Copy every line below where the string "sample" is found.

--- START ---

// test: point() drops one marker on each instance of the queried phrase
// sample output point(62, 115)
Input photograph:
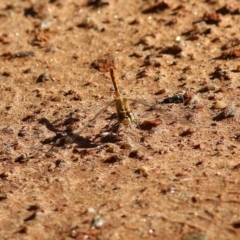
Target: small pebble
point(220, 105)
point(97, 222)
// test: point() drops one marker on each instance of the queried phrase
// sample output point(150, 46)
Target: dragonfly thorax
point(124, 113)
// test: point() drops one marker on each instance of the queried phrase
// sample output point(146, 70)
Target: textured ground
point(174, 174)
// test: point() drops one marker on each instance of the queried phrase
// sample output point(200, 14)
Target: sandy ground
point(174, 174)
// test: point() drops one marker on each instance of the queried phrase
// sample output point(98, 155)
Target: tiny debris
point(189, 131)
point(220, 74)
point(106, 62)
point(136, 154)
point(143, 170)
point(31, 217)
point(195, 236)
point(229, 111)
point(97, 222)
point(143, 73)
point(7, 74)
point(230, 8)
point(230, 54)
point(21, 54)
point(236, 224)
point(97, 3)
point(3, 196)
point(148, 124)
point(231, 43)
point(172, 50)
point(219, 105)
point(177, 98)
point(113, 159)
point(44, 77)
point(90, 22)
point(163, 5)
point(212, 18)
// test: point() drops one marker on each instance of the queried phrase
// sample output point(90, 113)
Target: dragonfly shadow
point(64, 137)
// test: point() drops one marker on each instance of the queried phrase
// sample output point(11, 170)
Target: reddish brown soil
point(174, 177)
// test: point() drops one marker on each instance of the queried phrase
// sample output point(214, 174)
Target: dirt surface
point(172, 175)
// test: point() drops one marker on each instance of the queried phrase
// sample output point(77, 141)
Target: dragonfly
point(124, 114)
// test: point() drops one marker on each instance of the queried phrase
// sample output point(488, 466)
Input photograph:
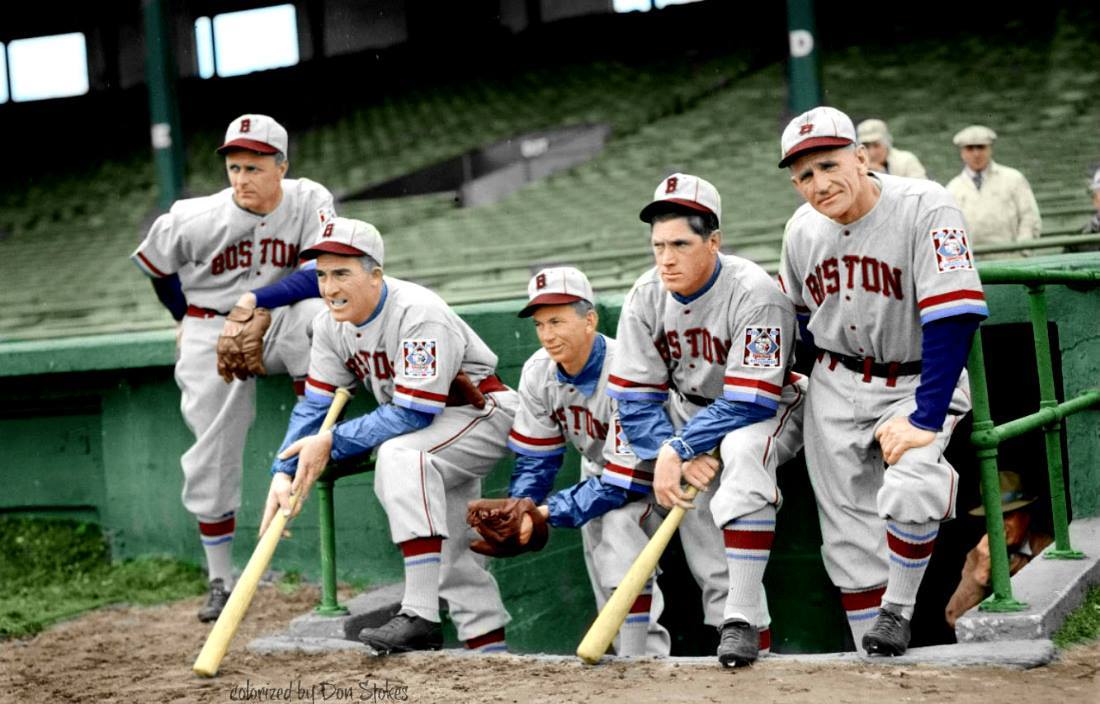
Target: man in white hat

--- END ---

• Completed exercise:
// sample output point(62, 115)
// sample output point(150, 46)
// sample output point(146, 70)
// sample output point(200, 14)
// sample output point(98, 155)
// sample output point(90, 113)
// sample output point(11, 170)
// sample output point(214, 174)
// sample output point(77, 141)
// sample output point(488, 466)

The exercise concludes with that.